**STATED EXERCISE A**: In the excerpt about the late Clan Chief Dick, reproduce word for word the passage from "A traditionally trained" to "from the authorities.".
**STATED EXERCISE B**:
Using the excerpt about the late Clan Chief Dick, decide whether each statement agrees with it. Answer yes or no, and quote the words that settle the point.
(i) Dick was born in his paternal grandmother's house.
(ii) Ogwilowqwa is of the Qualicum Nation.
(iii) Dick was 89.
**STATED EXERCISE C**: Write the next part of the excerpt about the late Clan Chief Dick and traditional songs, picking up after its final sentence.

**EXCERPT TO READ**:
=======
A traditionally trained hereditary Clan Chief of his nation, Dick, 89, who passed away last year, was born to hereditary chiefs, in his maternal grandmother’s house at Tlamataxw (Campbell River), B.C. The residential school system was in full force at the time, removing and isolating children of all ages, so his family took steps to sequester him from the authorities.
His partner, Ogwilowqwa (Kim Recalma-Clutesi) of the Qualicum Nation, says Dick knew thousands of traditional songs and was one of the last knowledge keepers of deep Indigenous knowledge.
“He single-handedly shifted how we look at anthropology on this coast,” says Ogwilowqwa. “He changed the widely held view of us being mere hunter-gatherers to being sophisticated marine culturalists, horticulturalists and knowledge bearers of the natural world.”
Lepofsky reiterates that the special issue of the journal, “is a brief, but hopefully respectful and interesting insight into the breadth and depth of knowledge embedded in traditional songs.”
“We also have a moral imperative to preserve songs.”
=======
Stored dataset items:
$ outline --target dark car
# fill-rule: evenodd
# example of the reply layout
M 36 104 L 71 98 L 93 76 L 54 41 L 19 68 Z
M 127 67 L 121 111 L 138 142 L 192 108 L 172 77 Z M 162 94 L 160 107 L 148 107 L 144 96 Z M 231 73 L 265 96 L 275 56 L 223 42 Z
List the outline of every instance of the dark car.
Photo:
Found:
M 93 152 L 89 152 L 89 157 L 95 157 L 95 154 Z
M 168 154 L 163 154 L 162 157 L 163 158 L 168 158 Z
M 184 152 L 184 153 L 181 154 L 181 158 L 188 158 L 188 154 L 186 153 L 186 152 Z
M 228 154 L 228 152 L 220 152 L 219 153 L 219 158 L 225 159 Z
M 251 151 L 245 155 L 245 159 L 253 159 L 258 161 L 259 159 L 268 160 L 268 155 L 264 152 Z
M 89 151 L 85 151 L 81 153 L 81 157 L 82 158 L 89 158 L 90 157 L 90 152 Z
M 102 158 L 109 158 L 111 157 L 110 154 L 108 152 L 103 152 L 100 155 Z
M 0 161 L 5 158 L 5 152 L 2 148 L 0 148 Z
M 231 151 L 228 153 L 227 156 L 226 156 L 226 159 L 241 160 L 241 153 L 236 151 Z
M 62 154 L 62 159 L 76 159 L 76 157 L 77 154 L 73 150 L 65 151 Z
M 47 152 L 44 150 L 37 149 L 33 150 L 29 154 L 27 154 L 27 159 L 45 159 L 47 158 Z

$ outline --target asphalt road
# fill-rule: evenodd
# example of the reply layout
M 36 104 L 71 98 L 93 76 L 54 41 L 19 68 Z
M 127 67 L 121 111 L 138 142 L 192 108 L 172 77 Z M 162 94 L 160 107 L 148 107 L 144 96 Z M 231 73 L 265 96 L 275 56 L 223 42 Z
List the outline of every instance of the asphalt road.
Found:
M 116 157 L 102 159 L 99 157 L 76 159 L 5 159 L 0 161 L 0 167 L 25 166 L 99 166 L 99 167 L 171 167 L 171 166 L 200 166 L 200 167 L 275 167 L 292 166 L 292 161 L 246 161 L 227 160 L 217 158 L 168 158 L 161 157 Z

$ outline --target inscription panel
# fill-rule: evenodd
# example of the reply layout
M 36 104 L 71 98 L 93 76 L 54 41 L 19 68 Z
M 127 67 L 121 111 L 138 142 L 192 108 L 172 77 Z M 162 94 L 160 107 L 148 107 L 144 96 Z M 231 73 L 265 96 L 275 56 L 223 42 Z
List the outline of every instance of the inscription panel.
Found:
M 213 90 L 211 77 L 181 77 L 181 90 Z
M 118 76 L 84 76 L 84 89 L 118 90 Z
=======
**EXERCISE RESPONSE A**:
A traditionally trained hereditary Clan Chief of his nation, Dick, 89, who passed away last year, was born to hereditary chiefs, in his maternal grandmother’s house at Tlamataxw (Campbell River), B.C. The residential school system was in full force at the time, removing and isolating children of all ages, so his family took steps to sequester him from the authorities.

**EXERCISE RESPONSE B**:
(i) No: "in his maternal grandmother’s house at Tlamataxw (Campbell River), B.C."
(ii) Yes: "Ogwilowqwa (Kim Recalma-Clutesi) of the Qualicum Nation"
(iii) Yes: "Dick, 89, who passed away last year"

**EXERCISE RESPONSE C**:
WHY IT MATTERS
The journal’s publication is especially topical in light of the United Nations declaring 2019 as the International Year of Indigenous Languages.
A U.N. statement issued earlier this year said, “The ongoing loss of Indigenous languages is particularly devastating, as the complex knowledges and cultures they foster are increasingly being recognized as strategic resources for good governance, peacebuilding, reconciliation and sustainable development. More importantly, such losses have huge negative impacts on Indigenous peoples’ most basic human rights.”
As well, the U.N.’s Permanent Forum on Indigenous Issues expressed concern that 40 per cent of the world’s estimated 6,700 languages are in the danger of disappearing. The majority of these belong to Indigenous peoples.